| GIVEN INSTRUCTION |
Only the lines from the one containing "point: the pedestrian" through the end of the material are to be echoed, each exactly as it appears.

[Records from a dataset]
--
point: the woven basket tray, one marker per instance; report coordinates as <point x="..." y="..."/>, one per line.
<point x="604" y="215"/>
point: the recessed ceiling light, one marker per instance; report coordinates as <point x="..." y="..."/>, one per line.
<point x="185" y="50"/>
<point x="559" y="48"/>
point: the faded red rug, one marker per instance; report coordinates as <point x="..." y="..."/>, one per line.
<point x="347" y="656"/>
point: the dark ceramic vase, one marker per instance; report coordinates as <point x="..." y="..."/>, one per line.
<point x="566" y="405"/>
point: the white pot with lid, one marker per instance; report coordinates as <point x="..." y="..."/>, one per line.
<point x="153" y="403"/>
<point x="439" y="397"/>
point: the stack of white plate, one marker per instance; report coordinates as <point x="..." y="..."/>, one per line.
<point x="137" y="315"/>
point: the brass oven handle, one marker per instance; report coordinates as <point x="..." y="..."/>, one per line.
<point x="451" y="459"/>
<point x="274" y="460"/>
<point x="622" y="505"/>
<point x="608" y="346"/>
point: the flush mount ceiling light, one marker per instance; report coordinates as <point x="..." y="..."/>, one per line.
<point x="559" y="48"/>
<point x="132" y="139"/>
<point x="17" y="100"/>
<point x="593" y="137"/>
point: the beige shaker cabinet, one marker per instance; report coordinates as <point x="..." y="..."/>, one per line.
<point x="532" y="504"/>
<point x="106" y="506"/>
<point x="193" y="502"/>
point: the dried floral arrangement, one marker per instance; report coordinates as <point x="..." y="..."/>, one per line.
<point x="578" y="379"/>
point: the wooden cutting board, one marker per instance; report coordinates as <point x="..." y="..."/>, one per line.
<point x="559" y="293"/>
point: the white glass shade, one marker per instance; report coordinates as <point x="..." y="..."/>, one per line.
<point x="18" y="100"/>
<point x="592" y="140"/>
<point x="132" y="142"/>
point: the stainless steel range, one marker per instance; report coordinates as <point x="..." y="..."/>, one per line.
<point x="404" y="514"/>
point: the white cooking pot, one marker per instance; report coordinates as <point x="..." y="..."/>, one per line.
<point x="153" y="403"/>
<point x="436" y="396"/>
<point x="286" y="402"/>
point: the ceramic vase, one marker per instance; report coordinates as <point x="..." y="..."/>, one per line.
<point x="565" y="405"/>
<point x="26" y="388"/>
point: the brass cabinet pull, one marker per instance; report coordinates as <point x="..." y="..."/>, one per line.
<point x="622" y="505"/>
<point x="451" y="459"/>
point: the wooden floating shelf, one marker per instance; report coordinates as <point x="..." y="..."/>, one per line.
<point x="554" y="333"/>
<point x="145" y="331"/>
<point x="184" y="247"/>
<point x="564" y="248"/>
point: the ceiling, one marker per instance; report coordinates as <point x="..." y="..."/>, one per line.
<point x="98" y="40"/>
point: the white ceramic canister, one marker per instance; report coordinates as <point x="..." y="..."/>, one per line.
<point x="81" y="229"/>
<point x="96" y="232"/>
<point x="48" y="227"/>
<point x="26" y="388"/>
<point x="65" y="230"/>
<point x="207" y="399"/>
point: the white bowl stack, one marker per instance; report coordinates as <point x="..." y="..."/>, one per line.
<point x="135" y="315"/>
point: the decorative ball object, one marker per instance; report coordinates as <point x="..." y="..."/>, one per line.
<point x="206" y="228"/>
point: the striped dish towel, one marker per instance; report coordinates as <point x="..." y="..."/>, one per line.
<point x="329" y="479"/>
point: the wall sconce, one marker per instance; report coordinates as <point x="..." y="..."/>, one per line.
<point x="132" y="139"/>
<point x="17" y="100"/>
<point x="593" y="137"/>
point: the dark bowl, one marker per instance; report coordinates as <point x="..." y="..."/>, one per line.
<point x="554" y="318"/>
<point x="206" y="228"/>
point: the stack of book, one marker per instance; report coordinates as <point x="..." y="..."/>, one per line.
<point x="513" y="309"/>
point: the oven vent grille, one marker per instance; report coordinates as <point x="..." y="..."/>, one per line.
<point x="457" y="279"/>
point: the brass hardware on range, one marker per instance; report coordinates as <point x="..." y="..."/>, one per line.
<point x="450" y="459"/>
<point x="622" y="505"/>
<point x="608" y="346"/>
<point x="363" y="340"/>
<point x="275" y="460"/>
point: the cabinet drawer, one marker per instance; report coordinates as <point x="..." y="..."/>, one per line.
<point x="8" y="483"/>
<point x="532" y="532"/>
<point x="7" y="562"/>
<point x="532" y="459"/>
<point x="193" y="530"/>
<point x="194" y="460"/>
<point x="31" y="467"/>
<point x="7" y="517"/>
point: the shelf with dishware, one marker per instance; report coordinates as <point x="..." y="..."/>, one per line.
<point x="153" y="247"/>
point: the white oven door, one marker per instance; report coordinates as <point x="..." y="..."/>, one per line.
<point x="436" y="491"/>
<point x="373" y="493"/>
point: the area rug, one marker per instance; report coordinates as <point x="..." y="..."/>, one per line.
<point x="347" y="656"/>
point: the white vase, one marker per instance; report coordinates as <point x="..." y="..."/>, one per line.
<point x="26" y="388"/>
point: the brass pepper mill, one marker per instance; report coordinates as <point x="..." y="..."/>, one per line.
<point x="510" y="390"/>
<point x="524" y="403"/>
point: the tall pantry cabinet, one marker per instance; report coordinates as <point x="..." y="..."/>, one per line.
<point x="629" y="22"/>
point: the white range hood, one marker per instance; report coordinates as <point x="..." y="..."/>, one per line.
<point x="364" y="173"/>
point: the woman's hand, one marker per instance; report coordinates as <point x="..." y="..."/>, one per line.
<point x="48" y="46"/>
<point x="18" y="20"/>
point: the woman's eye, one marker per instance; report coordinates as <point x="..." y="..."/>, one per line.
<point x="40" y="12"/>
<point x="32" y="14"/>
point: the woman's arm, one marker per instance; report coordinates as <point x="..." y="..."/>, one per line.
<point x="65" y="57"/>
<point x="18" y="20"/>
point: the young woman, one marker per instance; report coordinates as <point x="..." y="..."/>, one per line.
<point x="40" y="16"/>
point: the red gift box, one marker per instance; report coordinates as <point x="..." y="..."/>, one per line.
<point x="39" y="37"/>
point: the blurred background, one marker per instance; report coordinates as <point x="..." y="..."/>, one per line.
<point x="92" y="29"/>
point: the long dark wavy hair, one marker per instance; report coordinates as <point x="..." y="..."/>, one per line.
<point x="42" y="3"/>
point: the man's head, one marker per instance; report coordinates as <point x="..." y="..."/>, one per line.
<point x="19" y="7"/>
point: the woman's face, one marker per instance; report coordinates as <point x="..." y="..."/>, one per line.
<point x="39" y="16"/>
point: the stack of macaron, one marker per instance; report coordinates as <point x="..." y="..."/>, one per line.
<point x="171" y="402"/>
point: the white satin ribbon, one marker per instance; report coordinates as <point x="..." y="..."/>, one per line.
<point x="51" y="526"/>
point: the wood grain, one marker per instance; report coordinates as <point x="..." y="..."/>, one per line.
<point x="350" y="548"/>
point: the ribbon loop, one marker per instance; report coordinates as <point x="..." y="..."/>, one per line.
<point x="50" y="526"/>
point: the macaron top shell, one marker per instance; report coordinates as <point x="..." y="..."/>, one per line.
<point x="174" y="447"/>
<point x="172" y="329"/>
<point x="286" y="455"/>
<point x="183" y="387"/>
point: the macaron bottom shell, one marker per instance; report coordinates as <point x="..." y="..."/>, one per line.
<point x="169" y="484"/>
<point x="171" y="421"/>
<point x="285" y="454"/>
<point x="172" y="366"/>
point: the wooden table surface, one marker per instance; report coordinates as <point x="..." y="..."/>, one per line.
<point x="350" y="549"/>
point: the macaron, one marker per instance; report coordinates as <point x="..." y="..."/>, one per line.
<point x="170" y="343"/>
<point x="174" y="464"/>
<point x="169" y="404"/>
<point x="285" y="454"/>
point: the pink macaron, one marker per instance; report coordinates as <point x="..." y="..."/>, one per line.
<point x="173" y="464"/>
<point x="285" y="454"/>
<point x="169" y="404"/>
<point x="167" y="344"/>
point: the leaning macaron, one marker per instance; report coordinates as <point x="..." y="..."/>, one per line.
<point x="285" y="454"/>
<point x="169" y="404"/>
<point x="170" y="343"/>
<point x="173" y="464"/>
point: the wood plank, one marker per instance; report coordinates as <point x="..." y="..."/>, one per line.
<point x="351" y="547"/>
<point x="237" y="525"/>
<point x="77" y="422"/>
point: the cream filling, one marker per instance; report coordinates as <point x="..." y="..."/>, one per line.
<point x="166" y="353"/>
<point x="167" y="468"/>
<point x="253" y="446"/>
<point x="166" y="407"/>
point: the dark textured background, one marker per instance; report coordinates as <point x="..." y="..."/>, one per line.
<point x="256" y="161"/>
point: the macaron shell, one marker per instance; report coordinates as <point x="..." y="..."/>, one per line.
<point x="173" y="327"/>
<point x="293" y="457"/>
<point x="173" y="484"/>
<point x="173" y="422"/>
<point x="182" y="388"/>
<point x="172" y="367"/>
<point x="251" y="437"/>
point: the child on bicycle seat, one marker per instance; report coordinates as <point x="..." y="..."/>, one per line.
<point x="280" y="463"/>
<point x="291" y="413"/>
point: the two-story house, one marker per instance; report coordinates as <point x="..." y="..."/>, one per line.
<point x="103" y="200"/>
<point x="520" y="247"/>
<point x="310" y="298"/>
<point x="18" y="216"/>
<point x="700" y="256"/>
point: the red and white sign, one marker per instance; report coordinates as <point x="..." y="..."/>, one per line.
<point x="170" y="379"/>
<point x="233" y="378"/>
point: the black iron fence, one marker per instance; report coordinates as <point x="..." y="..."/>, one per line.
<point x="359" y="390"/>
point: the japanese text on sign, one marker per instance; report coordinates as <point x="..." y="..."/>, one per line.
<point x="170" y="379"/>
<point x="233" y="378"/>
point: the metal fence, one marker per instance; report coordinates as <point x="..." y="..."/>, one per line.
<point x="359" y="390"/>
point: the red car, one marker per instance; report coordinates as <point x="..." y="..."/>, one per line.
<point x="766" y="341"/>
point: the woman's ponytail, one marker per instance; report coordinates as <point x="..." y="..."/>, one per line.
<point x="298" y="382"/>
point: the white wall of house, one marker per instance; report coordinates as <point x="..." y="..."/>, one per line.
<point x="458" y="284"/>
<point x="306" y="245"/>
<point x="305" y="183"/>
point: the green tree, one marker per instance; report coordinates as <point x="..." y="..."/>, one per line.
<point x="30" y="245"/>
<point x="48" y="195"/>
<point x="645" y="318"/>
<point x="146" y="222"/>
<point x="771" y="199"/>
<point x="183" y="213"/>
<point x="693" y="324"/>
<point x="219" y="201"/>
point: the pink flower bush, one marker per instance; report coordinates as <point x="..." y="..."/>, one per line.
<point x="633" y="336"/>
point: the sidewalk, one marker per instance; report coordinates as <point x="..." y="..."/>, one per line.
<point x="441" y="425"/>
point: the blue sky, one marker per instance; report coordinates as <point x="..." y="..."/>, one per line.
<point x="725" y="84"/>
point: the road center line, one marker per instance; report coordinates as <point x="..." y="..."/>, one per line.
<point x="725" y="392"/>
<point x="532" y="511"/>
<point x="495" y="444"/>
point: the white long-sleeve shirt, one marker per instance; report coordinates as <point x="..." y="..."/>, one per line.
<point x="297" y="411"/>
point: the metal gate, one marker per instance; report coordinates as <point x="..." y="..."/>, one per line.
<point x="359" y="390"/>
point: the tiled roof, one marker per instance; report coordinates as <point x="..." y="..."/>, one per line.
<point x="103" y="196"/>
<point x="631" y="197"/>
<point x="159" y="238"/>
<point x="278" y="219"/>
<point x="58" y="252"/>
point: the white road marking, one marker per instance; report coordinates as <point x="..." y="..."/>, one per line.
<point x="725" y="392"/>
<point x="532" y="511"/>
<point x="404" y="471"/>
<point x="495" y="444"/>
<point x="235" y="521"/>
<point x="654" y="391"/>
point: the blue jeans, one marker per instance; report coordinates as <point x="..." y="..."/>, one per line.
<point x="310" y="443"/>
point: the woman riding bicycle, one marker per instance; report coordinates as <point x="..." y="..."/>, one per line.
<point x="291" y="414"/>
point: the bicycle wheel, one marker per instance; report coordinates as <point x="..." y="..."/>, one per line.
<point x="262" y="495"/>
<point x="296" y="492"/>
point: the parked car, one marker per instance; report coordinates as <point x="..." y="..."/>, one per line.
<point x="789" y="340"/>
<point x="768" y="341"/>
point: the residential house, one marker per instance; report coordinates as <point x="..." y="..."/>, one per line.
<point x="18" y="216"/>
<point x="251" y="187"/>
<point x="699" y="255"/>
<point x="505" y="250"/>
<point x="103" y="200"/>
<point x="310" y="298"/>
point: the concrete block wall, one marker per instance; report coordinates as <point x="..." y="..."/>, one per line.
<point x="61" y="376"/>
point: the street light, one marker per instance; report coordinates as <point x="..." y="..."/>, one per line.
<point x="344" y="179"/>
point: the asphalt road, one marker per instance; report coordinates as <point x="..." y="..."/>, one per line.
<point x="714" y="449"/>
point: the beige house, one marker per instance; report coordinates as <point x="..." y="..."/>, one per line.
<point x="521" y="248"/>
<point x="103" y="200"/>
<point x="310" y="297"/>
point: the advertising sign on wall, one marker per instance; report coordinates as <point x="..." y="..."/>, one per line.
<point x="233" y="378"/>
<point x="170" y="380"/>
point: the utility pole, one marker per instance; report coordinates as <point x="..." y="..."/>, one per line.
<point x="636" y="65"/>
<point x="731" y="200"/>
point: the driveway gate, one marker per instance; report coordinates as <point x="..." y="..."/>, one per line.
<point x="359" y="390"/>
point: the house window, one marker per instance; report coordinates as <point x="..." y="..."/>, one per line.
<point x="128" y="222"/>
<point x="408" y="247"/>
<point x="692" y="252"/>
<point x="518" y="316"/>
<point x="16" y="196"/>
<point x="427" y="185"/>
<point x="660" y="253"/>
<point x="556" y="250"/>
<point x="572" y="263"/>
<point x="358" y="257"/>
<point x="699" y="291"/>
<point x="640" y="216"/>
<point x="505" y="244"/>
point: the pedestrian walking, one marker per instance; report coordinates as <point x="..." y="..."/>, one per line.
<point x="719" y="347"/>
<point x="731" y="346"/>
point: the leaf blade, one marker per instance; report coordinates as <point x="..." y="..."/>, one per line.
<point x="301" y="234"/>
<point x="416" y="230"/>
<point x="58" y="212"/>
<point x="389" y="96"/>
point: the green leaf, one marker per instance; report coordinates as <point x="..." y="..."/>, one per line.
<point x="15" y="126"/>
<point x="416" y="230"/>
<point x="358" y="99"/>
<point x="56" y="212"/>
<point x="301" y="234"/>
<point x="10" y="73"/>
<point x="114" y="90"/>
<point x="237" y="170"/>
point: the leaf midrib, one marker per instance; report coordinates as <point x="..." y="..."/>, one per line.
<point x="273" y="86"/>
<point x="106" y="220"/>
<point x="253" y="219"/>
--
| CORRECT ANSWER |
point: the pedestrian walking, one marker per instance; report coordinates as <point x="..." y="..."/>, one per line.
<point x="719" y="347"/>
<point x="731" y="346"/>
point: the leaf blade, one marker per instance; report coordinates as <point x="..." y="..."/>, one per line.
<point x="301" y="234"/>
<point x="416" y="230"/>
<point x="58" y="212"/>
<point x="389" y="96"/>
point: the green leaf, one marker per instance; report coordinates as <point x="..." y="..."/>, one per line.
<point x="15" y="126"/>
<point x="416" y="230"/>
<point x="358" y="99"/>
<point x="56" y="212"/>
<point x="301" y="234"/>
<point x="10" y="73"/>
<point x="114" y="90"/>
<point x="237" y="170"/>
point: the leaf midrib, one marker per instance; report coordinates as <point x="..." y="..."/>, one per line.
<point x="273" y="86"/>
<point x="106" y="220"/>
<point x="253" y="219"/>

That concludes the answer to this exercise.